Open the bag every few days and check the paper towel to ensure it remains consistently damp. If it starts to dry out, use a water spray bottle to moisten it.

How to germinate seeds quickly, beans seeds germinated in paper towel
Beans seeds germinated in Paper Towel

When the Seeds will Germinate

Generally, the seeds may take a few days to a few months to germinate depending on the temperature and the quality of seeds.

Some seeds are quick to germinate, taking only 2-3 days such as coriander and fenugreek. Seeds of beans, chilies, bitter gourd, long melon, pumpkins, sunflowers, etc. will germinate in about a week time. Some seeds take like mango and avocado may take from a few weeks to few months to germinate.

Once the roots and shoots emerge, it's time to transplant the germinated seeds into soil.

Transplanting Germinated Seeds 

The next step is to transplant seedlings after germination. Gently transfer the seedlings after germination into prepared soil or planting pots. Handle the delicate seedlings with care to avoid damage.

When to Transplant Seeds from Paper Towel

Transplanting seeds from the paper towel to soil needs to be done at the right stage of germination. Consider the following points to determine when to transplant seeds from the paper towel:
  1. Emergence of Roots and Shoots: The seeds are ready for transplanting when you see both the roots and shoots. Once you see tiny roots and green sprouts, it indicates that the seeds have successfully germinated and are ready to be moved into soil.
  2. Timing: Transplant the seeds when the young and tender roots are long enough to be handled without causing damage, around 0.5 to 1 inch (1.3 to 2.5 cm) long. Healthy roots are usually white or light in color, and they should exhibit a strong, well-formed structure.
  3. Avoiding Excessive Growth: Do not wait too long, otherwise the excessively grown roots or shoots may be at a risk of damage during the transplanting process.
  4. Handle with Care: Use your fingers gently and try to disturb the roots as little as possible.

Transplanting Seedlings into Prepared Soil

This is how to transfer germinated seeds or seedlings to soil:
Prepare the soil or growing medium in the pots or garden beds where you plan to transplant the seedlings. Wet the soil before transplanting.

Create a small hole in the soil and carefully place the germinated seed in it, covering the roots with soil and leaving the shoots above the surface. Do not push the seed in soil.

Apricot seed germinated in paper towel after stratification
Apricot Seed Germinated in paper Towel

Care After Transplanting

Once transplanted, ensure that the seedlings receive the appropriate care, including sufficient light, water, and nutrients.

List of Seeds That Can Be Grown in Paper Towel

The paper towel method is a versatile and widely used technique for germinating a variety of seeds. 

Best Seeds to Germinate in Paper Towel

While not exhaustive, here is a list of common types of seeds that can be successfully propagated using the paper towel method:

Vegetables: Bitter melon (gourd), Carrots, Cucumbers, Lettuce, Peppers, Radishes, Squash, Tomatoes, Long melon, Zucchini, etc.

Stated exercise 1
From the text on germinating seeds in paper towel, copy the passage from "Care After Transplanting" to "variety of seeds.".
Stated exercise 2
According to the text on germinating seeds in paper towel, how long should the roots be when the seeds are transplanted?
Stated exercise 3
Translate this sentence from the text on germinating seeds in paper towel into Spanish: "Handle the delicate seedlings with care to avoid damage."

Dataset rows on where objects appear
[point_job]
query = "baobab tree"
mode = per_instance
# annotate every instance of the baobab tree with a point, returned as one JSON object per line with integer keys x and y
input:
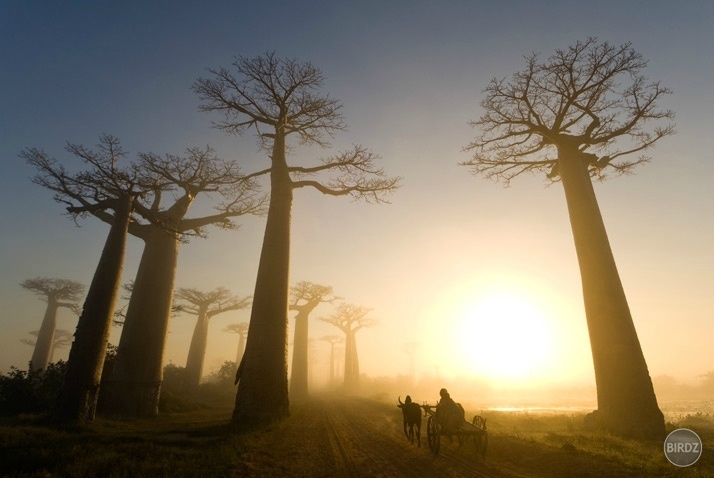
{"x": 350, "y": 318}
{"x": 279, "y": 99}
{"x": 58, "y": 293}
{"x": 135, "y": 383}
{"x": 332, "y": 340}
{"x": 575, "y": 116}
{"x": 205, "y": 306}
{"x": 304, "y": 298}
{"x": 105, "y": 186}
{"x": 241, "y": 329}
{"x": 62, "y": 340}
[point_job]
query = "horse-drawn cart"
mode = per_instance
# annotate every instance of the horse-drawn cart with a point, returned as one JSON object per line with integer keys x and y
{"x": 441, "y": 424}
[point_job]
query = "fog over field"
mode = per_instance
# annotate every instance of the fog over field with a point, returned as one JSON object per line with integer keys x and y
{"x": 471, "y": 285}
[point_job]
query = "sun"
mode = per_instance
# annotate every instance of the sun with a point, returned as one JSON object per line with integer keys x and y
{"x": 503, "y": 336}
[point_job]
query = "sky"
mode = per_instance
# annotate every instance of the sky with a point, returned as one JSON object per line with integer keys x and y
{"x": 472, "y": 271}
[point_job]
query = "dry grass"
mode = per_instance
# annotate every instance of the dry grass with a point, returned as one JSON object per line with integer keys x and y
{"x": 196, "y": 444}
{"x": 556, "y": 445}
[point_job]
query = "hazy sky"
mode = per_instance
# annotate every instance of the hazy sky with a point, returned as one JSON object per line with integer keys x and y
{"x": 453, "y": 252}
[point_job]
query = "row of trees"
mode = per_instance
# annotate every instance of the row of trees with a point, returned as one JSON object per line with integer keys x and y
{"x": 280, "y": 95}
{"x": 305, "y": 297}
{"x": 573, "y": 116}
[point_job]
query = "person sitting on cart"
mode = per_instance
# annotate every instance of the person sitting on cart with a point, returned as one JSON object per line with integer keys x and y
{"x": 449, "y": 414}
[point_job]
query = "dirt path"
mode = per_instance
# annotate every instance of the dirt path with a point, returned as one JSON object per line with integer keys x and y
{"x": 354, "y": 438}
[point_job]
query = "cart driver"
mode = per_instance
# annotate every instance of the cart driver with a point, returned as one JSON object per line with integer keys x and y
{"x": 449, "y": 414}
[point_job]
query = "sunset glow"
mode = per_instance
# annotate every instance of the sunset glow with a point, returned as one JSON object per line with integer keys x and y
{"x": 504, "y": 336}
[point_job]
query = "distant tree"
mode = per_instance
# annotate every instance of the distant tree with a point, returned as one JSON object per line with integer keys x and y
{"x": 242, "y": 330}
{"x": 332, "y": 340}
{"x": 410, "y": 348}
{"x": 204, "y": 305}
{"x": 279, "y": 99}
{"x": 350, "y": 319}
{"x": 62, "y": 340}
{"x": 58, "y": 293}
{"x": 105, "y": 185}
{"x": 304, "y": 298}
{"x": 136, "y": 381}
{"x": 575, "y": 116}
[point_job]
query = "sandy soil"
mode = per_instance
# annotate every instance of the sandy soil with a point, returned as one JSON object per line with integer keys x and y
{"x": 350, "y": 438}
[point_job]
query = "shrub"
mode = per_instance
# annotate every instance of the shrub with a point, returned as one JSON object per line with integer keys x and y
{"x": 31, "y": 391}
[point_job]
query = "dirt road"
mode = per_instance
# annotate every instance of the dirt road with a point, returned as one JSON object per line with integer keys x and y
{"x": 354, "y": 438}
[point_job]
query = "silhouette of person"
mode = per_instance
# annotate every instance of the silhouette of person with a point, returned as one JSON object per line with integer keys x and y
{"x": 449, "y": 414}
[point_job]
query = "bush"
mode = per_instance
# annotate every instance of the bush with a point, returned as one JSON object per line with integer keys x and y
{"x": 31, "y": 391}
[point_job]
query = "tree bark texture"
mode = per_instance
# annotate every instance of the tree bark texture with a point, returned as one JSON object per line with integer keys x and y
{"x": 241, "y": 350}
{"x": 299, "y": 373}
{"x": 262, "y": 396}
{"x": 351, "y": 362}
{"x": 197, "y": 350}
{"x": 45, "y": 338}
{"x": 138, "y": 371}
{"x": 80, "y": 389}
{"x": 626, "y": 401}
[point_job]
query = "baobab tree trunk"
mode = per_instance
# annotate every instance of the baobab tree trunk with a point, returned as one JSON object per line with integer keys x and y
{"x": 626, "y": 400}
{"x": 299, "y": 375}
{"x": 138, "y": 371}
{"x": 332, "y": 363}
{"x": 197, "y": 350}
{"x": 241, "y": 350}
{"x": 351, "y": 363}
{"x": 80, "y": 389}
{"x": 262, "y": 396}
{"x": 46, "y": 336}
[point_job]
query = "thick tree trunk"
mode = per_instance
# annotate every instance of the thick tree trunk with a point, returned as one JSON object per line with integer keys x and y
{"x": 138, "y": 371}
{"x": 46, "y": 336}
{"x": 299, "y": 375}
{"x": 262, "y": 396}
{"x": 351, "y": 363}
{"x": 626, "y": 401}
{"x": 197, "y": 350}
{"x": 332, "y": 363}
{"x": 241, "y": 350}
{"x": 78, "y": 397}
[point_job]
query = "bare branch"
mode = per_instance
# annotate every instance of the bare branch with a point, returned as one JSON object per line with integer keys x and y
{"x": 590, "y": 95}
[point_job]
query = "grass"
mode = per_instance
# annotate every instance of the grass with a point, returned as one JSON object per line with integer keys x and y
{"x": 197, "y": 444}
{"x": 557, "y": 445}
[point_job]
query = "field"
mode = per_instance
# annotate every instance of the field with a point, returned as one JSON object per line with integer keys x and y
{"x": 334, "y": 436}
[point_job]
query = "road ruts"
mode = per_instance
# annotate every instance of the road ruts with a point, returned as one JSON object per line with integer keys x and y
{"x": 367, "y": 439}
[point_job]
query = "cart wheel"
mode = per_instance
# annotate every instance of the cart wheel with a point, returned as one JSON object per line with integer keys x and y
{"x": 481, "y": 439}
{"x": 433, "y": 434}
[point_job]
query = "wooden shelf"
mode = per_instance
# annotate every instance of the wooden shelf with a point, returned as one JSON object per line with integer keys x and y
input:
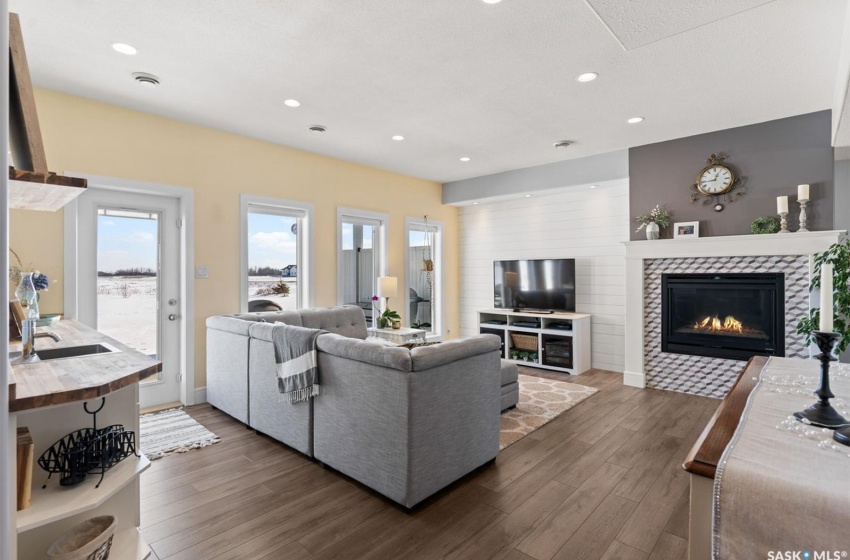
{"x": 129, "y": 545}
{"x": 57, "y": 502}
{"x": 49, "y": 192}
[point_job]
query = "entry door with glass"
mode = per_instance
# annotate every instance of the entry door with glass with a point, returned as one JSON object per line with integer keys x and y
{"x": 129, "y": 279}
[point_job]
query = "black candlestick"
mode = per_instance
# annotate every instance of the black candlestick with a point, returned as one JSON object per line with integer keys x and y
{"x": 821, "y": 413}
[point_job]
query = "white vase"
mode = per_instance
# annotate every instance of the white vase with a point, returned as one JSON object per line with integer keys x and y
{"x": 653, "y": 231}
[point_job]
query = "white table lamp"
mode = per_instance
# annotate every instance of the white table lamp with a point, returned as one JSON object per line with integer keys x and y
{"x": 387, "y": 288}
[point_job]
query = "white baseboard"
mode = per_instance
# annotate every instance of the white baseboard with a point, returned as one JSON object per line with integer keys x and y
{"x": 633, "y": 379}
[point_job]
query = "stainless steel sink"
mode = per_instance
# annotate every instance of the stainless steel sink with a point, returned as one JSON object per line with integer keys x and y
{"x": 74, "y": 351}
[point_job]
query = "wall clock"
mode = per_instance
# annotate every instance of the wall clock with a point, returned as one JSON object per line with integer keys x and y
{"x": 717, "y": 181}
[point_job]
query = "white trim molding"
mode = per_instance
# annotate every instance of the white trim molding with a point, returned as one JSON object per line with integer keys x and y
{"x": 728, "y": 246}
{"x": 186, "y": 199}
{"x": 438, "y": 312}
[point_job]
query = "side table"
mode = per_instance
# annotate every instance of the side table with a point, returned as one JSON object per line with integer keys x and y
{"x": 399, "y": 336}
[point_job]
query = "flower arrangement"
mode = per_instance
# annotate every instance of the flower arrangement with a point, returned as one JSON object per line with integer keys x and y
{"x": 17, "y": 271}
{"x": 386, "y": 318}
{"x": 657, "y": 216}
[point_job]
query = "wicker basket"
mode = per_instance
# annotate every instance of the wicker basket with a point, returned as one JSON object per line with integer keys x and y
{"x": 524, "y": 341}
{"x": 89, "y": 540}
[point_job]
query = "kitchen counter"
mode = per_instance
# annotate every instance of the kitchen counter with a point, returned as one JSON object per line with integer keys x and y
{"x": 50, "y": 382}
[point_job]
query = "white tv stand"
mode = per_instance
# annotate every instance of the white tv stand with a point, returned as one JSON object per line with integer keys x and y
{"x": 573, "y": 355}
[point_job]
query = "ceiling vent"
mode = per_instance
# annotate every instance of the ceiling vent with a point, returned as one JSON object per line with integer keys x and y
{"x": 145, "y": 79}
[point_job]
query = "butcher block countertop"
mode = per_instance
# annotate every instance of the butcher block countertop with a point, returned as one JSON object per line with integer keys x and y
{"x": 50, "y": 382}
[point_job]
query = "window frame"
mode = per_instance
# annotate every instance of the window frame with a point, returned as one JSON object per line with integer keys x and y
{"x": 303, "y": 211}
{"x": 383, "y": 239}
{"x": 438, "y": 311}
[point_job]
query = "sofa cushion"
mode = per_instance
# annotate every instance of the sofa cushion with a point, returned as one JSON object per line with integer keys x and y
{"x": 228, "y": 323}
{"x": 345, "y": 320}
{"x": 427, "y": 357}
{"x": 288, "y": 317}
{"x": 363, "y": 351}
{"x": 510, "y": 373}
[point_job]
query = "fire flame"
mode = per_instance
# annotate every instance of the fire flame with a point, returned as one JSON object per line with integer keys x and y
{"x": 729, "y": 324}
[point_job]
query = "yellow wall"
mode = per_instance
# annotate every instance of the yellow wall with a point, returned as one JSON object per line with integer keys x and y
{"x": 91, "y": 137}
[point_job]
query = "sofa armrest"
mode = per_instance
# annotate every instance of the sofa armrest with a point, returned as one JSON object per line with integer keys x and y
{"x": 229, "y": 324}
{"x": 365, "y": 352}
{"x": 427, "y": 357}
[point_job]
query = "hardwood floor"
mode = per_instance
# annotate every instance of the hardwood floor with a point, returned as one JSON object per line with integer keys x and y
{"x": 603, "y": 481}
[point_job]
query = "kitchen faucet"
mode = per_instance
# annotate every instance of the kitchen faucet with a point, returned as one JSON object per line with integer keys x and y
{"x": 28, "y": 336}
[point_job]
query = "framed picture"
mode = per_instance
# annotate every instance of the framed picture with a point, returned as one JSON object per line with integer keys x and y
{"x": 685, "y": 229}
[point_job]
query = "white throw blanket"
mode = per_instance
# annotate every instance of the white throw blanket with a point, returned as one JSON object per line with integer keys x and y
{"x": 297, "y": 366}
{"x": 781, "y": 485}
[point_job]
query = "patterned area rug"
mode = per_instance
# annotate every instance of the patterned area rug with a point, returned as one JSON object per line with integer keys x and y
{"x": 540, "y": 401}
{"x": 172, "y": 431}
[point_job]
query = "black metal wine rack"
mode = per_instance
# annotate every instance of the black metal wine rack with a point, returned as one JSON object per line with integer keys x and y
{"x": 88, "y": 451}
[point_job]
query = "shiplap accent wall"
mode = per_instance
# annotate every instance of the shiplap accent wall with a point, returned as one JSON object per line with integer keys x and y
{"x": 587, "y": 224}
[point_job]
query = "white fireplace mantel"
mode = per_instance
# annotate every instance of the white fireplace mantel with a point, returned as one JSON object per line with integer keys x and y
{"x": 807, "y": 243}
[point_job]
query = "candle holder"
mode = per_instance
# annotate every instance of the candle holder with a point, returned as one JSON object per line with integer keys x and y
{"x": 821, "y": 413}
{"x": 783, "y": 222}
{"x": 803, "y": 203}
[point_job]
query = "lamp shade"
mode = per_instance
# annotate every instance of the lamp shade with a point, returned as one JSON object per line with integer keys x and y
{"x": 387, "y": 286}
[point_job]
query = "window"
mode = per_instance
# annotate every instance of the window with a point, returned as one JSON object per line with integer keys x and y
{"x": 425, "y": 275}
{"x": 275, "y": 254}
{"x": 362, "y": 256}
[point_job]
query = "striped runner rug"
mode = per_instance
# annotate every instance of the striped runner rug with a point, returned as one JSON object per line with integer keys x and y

Complete output 1
Care After Transplanting

Once transplanted, ensure that the seedlings receive the appropriate care, including sufficient light, water, and nutrients.

List of Seeds That Can Be Grown in Paper Towel

The paper towel method is a versatile and widely used technique for germinating a variety of seeds.

Complete output 2
Around 0.5 to 1 inch (1.3 to 2.5 cm) long.

Complete output 3
Manipula las delicadas plántulas con cuidado para evitar daños.